▸ **Task requirements**:
1. In the Aleks-251 text, on what date did the aircraft make its first flight?
2. Resume the Aleks-251 text, picking up right after its final line.

*** Opening Text ***

Design and development
The Alleks-251 has had a long development time. The project was first made public in 2003 by the Rida design bureau, who intended to make the first flight in late 2004. There were no further progress reports until the foundation of the Aviatik Alliance Company and the appearance of the near-complete prototype at the Moscow Salon in August 2009.[1] The aircraft flew for the first time on 10 September 2010.[2]
The Aleks-251 is mostly constructed of metal, only using composites in the nosecone, engine cowlings and fin tip. It has a parallel chord, square tipped wing with a full-span combination of slotted ailerons and flaps. The parasol configuration allows the twin 127 kW (170 hp) LOM 332S inverted inline engines to be mounted forward of and under the wing, close together. The wing is braced to the fuselage with a pair of inverted V-struts to the engine mountings.[1]
The hull of the Aleks-251 has a single step and is divided into six watertight compartments. The cabin, 3.10 m (10 ft 2 in) long, 1.40 m (4 ft 7 in) wide and 1.30 m (4 ft 3 in) high seats the pilot and six passengers in three rows, the central one with three seat, the front pair just ahead of the wing leading edge but behind the propeller disks. Other seating configurations, e.g. for medical evacuation with a stretcher and two attendants, are possible. Access is by hinged transparencies. A straight edged, swept back fin carries both the horn-balanced rudder and, at about ⅓ height, the parallel chord, strongly dihedralled tailplane. The port elevator and, in production aircraft the rudder, have trim tabs.[1]
On water the Aleks-251 is stabilized by a pair of floats, each mounted on a single strut which rotates their float to the wing tip once airborne. On land it has a fully retractable tailwheel undercarriage. The cantilever main legs rotate forwards by much more than 90° to retract the wheels into the upper nose forward of the cabin windscreen. A MVEN ballistic recovery parachute is fitted.[1]
Well before the first flight Aviatik Alliance had announced that production aircraft would have different engines, possibly turboprops, but that a choice had not yet been made.[1]
Specifications
Data from Jane's All the World's Aircraft 2011/12[1]
General characteristics
- Crew: 1
- Capacity: up to 6 passengers
- Length: 10.54 m (34 ft 7 in)

*** Closing Text ***
*** Opening Records provided ***

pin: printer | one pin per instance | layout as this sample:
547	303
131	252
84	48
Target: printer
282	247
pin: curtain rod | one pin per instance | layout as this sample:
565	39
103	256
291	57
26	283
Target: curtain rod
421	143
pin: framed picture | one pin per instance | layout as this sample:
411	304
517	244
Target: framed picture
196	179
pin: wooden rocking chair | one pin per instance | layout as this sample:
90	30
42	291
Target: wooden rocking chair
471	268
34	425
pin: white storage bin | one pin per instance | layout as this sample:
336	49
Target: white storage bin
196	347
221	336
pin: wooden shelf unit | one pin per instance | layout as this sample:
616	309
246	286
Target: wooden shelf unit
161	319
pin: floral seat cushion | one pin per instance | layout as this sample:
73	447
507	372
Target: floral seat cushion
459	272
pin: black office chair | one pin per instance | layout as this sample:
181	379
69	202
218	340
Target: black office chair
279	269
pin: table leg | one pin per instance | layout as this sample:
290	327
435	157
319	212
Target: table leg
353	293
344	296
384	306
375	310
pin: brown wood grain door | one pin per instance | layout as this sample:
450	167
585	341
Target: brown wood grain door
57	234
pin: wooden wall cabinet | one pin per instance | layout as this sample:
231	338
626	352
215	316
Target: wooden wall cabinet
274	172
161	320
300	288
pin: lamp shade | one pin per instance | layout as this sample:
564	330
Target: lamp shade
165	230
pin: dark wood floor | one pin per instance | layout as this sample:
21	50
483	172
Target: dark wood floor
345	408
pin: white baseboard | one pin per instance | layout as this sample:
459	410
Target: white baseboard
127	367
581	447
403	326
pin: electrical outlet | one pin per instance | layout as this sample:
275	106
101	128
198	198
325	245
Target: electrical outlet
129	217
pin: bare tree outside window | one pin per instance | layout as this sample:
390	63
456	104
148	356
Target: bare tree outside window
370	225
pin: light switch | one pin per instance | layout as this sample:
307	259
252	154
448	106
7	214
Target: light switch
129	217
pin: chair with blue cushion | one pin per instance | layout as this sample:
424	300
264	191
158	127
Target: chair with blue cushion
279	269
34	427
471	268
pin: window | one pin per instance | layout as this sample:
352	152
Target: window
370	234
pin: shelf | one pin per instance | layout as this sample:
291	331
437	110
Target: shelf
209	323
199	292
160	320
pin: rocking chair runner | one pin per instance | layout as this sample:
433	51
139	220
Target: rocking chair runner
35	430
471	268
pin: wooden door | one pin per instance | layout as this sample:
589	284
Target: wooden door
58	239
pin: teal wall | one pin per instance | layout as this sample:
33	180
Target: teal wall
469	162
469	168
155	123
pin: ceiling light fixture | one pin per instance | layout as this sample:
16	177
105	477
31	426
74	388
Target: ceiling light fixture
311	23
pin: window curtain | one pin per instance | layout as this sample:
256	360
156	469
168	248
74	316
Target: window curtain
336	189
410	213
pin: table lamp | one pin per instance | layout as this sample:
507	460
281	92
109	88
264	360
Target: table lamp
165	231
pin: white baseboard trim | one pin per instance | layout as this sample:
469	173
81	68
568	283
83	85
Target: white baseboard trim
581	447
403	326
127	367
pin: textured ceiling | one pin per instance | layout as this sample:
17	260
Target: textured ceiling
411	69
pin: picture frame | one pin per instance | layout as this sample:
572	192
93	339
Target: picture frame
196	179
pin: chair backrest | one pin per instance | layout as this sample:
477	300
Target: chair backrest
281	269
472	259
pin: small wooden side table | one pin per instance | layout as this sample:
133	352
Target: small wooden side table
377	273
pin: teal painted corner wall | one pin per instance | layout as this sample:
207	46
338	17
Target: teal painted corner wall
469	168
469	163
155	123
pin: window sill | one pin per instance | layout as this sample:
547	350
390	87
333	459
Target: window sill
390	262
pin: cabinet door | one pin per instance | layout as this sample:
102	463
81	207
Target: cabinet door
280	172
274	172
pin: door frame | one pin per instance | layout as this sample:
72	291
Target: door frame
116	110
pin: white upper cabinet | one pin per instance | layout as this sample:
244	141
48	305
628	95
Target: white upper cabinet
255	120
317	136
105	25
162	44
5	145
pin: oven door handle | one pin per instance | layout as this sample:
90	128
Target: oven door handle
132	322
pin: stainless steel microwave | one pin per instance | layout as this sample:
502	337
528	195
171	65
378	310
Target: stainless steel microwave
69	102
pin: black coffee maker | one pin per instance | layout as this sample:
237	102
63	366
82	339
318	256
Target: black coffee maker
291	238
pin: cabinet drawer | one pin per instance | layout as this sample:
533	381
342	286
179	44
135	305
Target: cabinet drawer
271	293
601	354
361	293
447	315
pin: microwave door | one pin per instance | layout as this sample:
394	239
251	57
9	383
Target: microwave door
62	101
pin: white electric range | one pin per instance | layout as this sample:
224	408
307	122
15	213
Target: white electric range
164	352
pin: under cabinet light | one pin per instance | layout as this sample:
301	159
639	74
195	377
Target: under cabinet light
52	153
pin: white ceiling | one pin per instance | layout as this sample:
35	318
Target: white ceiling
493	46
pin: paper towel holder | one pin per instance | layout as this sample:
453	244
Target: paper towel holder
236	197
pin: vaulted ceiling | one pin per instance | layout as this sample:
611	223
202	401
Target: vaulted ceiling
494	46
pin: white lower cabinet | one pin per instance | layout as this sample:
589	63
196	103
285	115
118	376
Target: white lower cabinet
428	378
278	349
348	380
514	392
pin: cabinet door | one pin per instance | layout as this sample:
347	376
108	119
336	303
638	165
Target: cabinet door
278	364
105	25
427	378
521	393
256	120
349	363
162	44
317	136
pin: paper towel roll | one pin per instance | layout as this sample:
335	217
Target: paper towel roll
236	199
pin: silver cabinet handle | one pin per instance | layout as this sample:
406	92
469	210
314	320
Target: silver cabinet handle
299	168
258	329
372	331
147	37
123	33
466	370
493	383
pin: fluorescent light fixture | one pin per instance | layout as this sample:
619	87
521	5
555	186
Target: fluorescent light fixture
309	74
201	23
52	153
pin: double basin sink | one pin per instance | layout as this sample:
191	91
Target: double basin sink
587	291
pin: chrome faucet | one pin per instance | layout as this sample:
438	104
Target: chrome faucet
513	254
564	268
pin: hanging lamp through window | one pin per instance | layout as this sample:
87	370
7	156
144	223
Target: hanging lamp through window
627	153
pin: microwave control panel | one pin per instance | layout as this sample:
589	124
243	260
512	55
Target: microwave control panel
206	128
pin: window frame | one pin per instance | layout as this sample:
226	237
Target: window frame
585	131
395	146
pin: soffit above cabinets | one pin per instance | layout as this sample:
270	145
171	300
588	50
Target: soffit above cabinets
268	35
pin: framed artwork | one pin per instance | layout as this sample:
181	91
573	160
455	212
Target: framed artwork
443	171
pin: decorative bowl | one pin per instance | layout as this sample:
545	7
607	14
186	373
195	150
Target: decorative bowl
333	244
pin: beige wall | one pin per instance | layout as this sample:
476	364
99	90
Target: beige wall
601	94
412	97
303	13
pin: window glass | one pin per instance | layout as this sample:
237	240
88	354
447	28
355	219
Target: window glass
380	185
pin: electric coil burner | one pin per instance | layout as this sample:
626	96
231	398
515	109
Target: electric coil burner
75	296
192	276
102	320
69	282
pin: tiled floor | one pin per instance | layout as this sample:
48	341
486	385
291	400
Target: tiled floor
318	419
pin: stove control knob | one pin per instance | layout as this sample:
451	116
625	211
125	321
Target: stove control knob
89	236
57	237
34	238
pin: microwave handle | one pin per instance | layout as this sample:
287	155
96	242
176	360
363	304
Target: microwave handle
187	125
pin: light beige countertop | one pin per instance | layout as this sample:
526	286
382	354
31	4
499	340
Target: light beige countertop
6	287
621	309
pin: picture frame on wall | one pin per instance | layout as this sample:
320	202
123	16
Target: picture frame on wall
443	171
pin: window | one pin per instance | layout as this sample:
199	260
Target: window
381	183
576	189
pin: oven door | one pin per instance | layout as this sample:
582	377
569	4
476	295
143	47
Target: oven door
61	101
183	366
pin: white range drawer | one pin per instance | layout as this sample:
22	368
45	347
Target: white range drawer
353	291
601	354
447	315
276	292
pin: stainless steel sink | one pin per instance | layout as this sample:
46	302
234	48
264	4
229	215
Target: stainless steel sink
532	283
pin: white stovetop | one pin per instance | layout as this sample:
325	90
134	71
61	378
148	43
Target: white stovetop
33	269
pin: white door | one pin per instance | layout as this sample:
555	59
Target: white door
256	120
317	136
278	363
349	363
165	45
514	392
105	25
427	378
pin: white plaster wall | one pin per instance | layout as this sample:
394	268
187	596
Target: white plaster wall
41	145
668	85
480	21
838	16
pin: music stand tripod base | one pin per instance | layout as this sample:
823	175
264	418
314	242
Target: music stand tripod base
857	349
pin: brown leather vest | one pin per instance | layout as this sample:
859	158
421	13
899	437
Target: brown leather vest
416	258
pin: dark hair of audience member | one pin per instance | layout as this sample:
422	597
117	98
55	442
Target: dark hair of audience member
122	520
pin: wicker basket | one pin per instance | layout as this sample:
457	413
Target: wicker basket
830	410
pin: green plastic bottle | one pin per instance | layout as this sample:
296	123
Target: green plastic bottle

*** Closing Records provided ***

▸ **Responses per task**:
1. 10 September 2010

2.
- Wingspan: 13.20 m (43 ft 4 in)
- Height: 3.66 m (12 ft 0 in) on land
- Wing area: 19.80 m2 (213.1 sq ft) gross
- Empty weight: 1,610 kg (3,549 lb)
- Max takeoff weight: 2,500 kg (5,512 lb) production aircraft; prototype 2,100 kg (4,630 lb)
- Fuel capacity: 700 L (185 US gal, 154 Imp gal)
- Powerplant: 2 × LOM M332S four cylinder piston, 127 kW (170 hp) each in prototype
- Propellers: 2-bladed, 1.855 m (6 ft 1.0 in) diameter
Performance
- Maximum speed: 240 km/h (149 mph; 130 kn) estimated for production aircraft maximum take-off weight, are the other performance figures
- Cruising speed: 200 km/h (124 mph; 108 kn)
- Stall speed: 95 km/h (59 mph; 51 kn)
- Range: 740 km (460 mi; 400 nmi) with 30 min reserves, 4 passengers
- Ferry range: 2,200 km (1,367 mi; 1,188 nmi)
- Rate of climb: 4.0 m/s (790 ft/min) maximum, at sea level
- Wing loading: 126.3 kg/m2 (25.9 lb/sq ft)
Avionics
- Two-screen EFIS, Garmin GNS 430 GPS, Bendix/King KR 87 ADF, L-3 WX 500 Stormscope and Garmin communications systems.